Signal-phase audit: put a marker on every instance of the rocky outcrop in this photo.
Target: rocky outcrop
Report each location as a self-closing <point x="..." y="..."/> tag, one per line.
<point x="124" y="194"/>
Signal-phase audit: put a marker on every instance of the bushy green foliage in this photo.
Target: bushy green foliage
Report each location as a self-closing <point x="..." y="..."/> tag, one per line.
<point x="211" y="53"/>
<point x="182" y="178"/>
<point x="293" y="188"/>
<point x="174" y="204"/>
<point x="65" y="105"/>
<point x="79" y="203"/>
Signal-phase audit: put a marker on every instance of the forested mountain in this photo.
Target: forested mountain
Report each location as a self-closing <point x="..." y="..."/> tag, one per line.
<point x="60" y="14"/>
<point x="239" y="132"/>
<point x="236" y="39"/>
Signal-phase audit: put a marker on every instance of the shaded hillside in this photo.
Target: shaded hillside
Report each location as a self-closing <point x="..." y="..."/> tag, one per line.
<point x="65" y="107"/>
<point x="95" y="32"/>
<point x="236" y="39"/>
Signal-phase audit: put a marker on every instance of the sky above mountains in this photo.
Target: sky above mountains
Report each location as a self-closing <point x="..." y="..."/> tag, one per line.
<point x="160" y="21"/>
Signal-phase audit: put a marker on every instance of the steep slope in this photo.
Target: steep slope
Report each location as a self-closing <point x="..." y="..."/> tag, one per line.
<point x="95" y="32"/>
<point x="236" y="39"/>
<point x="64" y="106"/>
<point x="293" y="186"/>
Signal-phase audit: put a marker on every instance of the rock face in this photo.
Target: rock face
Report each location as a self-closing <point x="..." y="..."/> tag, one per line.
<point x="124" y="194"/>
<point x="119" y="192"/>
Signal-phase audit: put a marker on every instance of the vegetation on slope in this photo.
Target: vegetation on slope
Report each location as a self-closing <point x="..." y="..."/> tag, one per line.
◇ ◇ ◇ ◇ ◇ ◇ ◇
WORK TASK: Would you please copy all lines in the data that contain the word "slope"?

RESULT OF THE EXERCISE:
Signal-phase audit: put a marker on every instance of the steep slope in this photo.
Target: steep slope
Signal-phase audit: put a marker on every instance of the vegetation on slope in this photo.
Target: vegetation on slope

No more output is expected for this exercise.